(Exercise tasks)
A – In the semantic segmentation text, copy out the stretch from "1.2 SEMANTIC SEGMENTATION" through "are yellow etc.", changing "vehicles" to "cars".
B – Write what comes next in the semantic segmentation text, starting right after its last sentence.

(Reading passage)
▶

1.2 SEMANTIC SEGMENTATION

Semantic segmentation is the task of classifying each and very pixel in an image into a class as shown in the image below. The sample output below shows that all persons are red, the road is purple, the vehicles are blue, street signs are yellow etc.

FIG 3 : SEMANTIC SEGMENTATION SAMPLE OUTPUT [12]

A typical semantic segmentation architecture has 2 phases. An encoder and a decoder:

The encoder is a pre-trained classifier
The task of the decoder is to semantically project the discriminative features (lower resolution) learnt by the encoder onto the pixel space (higher resolution) to get a dense classification. ^[12]

Semantic segmentation basically classifies each and every pixel with their individual color. It performs a very important role in the field of autonomous robots.

◀

(Information given)

▶

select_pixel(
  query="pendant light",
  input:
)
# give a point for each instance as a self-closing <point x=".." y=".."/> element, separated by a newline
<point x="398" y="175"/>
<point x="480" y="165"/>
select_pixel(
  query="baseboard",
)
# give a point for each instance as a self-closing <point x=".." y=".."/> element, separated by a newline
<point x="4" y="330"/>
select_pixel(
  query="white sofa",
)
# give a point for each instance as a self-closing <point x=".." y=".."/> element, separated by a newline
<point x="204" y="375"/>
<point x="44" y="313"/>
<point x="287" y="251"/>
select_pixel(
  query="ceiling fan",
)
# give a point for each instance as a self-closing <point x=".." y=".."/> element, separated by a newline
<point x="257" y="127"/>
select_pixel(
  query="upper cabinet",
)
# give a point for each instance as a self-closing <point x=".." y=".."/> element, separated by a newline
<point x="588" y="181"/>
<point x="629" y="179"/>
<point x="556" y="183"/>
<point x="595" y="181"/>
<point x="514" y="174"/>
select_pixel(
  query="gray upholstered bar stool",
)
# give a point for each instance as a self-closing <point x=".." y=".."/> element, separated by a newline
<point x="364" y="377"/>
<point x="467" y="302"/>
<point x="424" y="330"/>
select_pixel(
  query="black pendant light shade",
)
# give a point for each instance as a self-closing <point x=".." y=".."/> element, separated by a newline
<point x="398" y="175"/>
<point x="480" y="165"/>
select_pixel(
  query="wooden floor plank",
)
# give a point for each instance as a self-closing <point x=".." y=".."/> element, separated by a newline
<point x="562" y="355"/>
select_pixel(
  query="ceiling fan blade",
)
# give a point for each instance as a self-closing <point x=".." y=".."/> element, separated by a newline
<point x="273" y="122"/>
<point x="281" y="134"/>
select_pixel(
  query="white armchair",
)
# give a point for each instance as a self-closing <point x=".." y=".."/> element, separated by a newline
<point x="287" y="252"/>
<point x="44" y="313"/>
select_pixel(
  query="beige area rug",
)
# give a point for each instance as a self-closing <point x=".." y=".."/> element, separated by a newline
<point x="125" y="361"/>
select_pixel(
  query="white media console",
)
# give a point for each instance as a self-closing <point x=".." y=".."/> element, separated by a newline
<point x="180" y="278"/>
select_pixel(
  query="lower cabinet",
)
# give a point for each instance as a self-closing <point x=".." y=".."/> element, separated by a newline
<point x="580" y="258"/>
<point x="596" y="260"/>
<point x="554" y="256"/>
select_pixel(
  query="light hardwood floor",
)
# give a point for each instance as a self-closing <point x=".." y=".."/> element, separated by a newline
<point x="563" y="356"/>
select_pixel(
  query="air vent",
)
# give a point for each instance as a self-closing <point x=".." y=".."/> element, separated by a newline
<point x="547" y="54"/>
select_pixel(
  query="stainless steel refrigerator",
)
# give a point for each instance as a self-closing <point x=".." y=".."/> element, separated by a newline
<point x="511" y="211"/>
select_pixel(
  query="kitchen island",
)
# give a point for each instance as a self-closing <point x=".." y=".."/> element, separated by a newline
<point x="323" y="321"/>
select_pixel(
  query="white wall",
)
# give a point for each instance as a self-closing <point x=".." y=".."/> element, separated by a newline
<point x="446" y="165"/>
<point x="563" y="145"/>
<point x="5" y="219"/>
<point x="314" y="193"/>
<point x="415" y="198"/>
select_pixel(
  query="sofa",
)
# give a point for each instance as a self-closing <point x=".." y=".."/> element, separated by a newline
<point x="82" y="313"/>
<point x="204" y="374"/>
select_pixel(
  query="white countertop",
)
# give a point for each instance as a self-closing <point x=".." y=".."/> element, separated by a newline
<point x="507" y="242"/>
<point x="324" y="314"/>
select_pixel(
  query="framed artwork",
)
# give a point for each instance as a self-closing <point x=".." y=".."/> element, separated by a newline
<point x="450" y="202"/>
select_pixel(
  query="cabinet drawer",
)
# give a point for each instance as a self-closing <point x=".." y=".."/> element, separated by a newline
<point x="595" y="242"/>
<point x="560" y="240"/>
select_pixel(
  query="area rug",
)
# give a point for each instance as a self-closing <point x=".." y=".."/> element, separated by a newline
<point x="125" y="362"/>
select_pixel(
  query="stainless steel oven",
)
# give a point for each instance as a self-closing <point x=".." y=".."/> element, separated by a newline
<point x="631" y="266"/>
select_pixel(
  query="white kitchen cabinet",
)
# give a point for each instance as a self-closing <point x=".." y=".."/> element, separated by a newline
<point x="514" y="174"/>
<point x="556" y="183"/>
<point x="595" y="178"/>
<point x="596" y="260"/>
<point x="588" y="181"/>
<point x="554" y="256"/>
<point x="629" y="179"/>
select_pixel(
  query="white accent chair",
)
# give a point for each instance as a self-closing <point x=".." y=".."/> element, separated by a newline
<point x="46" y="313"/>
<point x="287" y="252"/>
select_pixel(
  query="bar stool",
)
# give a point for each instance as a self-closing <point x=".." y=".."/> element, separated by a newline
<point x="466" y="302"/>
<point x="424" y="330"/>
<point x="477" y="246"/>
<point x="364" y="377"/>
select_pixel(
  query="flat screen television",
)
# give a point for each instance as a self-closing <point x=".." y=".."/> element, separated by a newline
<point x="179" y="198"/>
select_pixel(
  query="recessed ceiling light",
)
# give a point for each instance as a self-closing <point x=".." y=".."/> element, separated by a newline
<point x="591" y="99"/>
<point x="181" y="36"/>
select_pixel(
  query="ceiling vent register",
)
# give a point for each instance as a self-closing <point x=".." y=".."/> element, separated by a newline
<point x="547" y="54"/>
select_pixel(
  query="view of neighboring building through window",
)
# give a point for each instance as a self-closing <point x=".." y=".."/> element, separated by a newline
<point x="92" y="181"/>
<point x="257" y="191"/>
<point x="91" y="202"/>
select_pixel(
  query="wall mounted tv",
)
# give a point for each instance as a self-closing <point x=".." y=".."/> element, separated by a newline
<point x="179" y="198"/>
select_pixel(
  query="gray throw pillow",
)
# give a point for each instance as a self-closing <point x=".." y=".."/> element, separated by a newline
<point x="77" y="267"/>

◀

(Task-by-task answers)
A –
1.2 SEMANTIC SEGMENTATION

Semantic segmentation is the task of classifying each and very pixel in an image into a class as shown in the image below. The sample output below shows that all persons are red, the road is purple, the cars are blue, street signs are yellow etc.

B –
1.3 ROAD LANE DETECTION

The lane detection technique is one the important system in self driving vehicles. We can perform a simple lane detection using existing code libraries. The road lane detection is performed by the following sequence:

Cropping the region of interest and Bird's View
Grayscale conversion and Canny's Edge detection with threshold
Generating lines from each pixel
Creating the annotated output

FIG 4: ROAD LANE DETECTION SAMPLE OUTPUT USING OPENCV [13]

2. AIM

The project is about to develop an embedded computer vision system using Darknet Framework with FPGA board simulation. The Deep learning algorithm will be implemented to FPGA using trained weights for execution. We are going to use Xilinx ZCU102 ZYNQ UltraScale+ Architecture and Xilinx AI SDK for our project. The primary motivation of our project is to simulate AI Vision models easily on FPGA and providing an easy and portable implementation for future applications.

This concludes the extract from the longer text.